*What this task involves*:
In the forum thread below about storing 13-bit ARRIRAW footage, retype everything from "We’re accustomed to" down to "13-bit log ARRIRAW.".

Chasing that 13th bit

Some of our clients are shooting with the Arri Alexa 35 and want to preserve as much HDR data as possible, so they’re shooting ARRIRAW. ARRIRAW is unprocessed, and we can’t perform VFX directly on RAW footage. However, the new Alexa 35 camera boasts a greater dynamic range than previous Arri models.

The Arri Alexa 35 records in a 13-bit log ARRIRAW format. To utilize this for VFX, we need to process it into a usable format.

We’re accustomed to working with 12-bit log footage, which we can store in ProRes 4444. However, ProRes 4444 has a maximum 12-bit storage capacity. An alternative storage format is EXR (PIZ), where we’d convert the ARRIRAW into Alexa Wide Gamut Scene Linear (AWG/Scene Linear).

What’s confusing me is the terminology Arri uses:

ALEXA 35 images are processed in 18-bit linear space and recorded as 13-bit log ARRIRAW.

Arri claims that converting ARRIRAW to LogC doesn’t result in information loss. But how do we efficiently store 13-bit log data when ProRes 4444 is limited to 12-bit?

What exactly does “18-bit linear space” mean? If we convert to AWG/Scene Linear and store it in a 16-bit float EXR, are we losing information?

I understand that pursuing this 13th bit might seem excessive, but I’d greatly appreciate any insights to better understand this workflow.

@PlaceYourBetts - In the short term can you use the LogC4 to ACES workflow and store your transcodes in 32-bit?

2 Likes

yeah i did theorize 32-bit but obviously that seems overkill and some what prohibitive for commercial workflows (lean and mean)

If you transcode to the full precision, widest gamut available to you, then you maintain a clean pipeline with the maximum flexibility.

Do your clients want to adjust exposure before, during, or after vfx has been completed?

Are they making you juggle chainsaws while they vacillate?

Or are they in the throes of a tormented, creative struggle as they determine which of their fiercely single-minded visions to manifest?

2 Likes

Yes, you need 18 bit code values in linear gamma for those files. In log this can be compressed to 13 bits.

Most other cameras we deal with process 15 or 16 bit in linear.

*A block of data*:

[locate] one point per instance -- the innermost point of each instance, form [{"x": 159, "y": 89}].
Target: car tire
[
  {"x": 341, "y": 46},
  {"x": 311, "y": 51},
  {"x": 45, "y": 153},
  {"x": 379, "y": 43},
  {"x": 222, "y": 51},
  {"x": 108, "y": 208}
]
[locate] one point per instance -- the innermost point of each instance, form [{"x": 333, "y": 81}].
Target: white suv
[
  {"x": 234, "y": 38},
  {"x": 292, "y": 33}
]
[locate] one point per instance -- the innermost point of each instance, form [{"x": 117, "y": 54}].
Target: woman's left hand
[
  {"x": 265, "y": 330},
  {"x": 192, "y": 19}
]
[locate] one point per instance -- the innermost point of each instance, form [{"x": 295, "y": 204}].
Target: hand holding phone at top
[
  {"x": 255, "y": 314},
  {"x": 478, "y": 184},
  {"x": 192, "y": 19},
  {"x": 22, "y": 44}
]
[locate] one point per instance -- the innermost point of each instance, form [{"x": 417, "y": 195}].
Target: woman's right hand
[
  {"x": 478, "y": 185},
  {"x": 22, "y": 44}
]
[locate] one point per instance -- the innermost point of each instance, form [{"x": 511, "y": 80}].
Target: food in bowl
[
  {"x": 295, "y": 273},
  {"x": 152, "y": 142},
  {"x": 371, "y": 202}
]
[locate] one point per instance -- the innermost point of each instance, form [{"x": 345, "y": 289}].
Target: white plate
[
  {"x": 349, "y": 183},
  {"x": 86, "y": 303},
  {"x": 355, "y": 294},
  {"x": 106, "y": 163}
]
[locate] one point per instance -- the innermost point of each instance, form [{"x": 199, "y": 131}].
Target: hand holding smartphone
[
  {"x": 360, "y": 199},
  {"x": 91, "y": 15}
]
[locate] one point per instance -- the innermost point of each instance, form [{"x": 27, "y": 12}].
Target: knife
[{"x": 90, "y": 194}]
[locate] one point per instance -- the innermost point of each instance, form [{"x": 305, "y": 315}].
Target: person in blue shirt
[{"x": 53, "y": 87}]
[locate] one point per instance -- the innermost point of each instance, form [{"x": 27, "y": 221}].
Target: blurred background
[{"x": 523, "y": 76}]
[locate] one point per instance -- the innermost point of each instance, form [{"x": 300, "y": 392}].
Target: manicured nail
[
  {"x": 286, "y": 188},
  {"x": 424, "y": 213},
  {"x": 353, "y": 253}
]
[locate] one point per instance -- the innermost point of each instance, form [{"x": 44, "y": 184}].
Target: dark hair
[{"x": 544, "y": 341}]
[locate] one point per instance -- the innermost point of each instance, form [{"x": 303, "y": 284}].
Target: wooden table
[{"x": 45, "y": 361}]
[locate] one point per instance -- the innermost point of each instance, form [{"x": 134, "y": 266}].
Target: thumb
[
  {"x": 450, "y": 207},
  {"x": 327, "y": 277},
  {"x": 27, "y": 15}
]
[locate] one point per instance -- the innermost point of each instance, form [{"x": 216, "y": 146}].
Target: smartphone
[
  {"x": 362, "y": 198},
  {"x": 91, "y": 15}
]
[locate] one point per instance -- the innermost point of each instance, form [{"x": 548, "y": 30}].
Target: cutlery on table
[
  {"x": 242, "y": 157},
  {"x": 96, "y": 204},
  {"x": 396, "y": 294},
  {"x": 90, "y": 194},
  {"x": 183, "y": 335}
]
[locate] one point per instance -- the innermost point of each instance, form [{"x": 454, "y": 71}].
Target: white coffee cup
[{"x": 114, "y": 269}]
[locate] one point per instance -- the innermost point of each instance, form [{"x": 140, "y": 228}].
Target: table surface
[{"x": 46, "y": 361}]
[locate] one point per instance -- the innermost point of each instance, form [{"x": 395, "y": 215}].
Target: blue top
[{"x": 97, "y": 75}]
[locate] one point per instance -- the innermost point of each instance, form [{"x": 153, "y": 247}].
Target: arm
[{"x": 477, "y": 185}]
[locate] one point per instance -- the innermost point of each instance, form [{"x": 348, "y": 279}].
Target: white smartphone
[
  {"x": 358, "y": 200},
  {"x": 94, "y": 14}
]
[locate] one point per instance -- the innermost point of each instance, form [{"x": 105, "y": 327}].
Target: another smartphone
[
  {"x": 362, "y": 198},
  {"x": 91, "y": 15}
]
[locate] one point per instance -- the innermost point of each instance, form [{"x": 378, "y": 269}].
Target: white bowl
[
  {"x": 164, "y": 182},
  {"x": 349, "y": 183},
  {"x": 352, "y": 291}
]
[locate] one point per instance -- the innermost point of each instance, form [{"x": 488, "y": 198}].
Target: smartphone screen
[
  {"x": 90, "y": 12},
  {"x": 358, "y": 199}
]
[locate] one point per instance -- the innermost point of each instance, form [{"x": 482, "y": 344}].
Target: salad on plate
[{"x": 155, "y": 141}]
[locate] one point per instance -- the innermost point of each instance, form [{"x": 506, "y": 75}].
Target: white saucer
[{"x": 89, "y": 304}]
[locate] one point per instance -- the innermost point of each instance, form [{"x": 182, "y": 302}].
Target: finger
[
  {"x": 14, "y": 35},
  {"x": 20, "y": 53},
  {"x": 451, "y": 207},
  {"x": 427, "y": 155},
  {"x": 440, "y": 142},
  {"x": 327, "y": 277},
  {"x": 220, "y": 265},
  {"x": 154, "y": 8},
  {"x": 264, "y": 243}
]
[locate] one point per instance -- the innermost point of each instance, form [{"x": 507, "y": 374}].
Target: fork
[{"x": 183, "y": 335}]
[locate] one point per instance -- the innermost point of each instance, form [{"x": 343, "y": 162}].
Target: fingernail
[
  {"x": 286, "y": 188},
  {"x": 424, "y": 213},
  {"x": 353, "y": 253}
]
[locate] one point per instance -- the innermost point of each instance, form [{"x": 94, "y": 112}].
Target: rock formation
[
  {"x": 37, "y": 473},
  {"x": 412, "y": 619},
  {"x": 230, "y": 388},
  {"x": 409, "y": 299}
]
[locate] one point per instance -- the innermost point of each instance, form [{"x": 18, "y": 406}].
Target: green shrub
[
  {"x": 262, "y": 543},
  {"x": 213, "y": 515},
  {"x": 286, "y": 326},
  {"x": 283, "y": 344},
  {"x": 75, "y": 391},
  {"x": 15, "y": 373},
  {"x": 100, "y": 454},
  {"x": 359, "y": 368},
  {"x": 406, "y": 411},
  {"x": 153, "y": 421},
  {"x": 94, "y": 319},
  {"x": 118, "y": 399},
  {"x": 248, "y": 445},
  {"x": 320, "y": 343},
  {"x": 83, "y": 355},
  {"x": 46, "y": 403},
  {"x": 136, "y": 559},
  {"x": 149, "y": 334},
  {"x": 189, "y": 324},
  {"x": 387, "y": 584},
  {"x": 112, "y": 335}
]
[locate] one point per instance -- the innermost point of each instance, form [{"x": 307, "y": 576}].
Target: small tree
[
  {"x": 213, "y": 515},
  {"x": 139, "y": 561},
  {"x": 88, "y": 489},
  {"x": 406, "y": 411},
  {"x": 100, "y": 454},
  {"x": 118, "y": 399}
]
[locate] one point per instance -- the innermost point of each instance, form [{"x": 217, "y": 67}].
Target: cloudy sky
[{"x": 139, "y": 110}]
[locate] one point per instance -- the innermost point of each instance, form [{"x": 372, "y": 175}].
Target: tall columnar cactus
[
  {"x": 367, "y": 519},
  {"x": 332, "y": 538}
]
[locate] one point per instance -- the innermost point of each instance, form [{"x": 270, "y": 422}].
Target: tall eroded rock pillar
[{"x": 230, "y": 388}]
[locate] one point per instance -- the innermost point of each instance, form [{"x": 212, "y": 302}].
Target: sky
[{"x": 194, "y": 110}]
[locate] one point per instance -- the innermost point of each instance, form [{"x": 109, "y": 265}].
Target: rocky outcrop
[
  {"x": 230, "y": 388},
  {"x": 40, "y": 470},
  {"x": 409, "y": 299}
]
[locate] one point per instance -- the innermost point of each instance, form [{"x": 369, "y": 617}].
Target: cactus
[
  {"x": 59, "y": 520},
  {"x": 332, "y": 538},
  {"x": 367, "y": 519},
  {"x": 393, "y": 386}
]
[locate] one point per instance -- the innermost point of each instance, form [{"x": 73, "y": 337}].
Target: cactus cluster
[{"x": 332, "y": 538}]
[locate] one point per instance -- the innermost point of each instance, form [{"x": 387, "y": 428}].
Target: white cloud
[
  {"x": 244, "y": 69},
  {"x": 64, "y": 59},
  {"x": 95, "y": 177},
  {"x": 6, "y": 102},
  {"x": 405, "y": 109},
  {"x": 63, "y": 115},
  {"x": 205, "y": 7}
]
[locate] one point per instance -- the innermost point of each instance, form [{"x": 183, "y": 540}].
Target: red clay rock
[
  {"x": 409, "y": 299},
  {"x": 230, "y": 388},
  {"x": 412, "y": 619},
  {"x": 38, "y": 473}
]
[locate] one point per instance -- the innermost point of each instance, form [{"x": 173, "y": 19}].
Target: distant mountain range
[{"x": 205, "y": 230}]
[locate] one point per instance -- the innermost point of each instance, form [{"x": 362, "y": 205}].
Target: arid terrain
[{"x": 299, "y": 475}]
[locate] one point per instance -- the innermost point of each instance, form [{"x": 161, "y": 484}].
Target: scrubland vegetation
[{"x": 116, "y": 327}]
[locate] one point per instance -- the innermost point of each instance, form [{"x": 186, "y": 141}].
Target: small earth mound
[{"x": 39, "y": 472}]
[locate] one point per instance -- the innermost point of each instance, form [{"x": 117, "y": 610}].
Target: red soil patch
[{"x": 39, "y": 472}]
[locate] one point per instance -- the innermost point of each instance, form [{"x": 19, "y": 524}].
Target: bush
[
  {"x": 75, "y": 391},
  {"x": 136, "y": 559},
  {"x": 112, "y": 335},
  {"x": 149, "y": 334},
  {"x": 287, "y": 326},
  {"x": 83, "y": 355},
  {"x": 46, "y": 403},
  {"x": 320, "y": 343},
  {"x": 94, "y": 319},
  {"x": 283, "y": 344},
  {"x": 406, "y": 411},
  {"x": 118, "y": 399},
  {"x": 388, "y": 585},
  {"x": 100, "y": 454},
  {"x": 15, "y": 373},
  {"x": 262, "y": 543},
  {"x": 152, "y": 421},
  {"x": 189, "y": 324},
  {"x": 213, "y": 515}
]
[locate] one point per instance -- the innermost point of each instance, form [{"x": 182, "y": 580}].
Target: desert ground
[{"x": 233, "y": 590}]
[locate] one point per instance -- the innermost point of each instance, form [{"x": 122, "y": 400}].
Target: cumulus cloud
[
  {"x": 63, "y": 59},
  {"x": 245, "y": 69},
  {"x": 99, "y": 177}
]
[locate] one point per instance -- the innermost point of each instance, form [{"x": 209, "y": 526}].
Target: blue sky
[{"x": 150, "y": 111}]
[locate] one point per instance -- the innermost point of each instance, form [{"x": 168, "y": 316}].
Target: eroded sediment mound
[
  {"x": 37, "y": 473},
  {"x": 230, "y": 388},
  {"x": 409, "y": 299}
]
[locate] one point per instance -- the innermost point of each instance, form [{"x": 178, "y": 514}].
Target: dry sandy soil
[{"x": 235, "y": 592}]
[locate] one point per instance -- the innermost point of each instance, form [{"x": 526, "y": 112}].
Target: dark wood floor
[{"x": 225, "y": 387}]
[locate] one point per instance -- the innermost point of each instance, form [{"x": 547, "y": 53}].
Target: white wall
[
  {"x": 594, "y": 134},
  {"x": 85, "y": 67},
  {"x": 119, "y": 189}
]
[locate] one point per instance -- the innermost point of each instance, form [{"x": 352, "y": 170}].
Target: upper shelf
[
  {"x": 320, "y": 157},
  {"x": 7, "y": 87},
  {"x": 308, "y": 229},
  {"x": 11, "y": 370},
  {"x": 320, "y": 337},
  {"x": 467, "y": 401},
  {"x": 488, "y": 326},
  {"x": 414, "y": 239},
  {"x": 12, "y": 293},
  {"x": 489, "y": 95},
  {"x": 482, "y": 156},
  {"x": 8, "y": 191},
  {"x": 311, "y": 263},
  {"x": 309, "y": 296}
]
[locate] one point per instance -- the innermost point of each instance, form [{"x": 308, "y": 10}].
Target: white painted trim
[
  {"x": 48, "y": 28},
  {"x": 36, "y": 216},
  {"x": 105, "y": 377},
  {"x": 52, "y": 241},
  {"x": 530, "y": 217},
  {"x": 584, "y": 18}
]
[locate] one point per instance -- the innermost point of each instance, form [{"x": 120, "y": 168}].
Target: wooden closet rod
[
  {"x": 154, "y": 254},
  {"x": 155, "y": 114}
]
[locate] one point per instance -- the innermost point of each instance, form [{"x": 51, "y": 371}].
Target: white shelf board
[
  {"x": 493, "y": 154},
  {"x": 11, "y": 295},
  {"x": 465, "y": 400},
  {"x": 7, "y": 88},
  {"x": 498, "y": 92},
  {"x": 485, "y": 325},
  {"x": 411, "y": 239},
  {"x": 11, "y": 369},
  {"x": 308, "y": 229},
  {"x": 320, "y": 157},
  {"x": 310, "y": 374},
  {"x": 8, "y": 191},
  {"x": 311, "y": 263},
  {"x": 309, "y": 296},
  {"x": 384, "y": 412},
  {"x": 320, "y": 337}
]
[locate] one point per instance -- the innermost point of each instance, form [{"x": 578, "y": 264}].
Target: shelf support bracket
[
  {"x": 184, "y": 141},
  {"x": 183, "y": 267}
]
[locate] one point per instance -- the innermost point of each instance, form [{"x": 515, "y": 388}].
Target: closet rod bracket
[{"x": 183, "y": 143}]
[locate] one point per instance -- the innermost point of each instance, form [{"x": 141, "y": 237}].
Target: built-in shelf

*Correct answer*:
We’re accustomed to working with 12-bit log footage, which we can store in ProRes 4444. However, ProRes 4444 has a maximum 12-bit storage capacity. An alternative storage format is EXR (PIZ), where we’d convert the ARRIRAW into Alexa Wide Gamut Scene Linear (AWG/Scene Linear).

What’s confusing me is the terminology Arri uses:

ALEXA 35 images are processed in 18-bit linear space and recorded as 13-bit log ARRIRAW.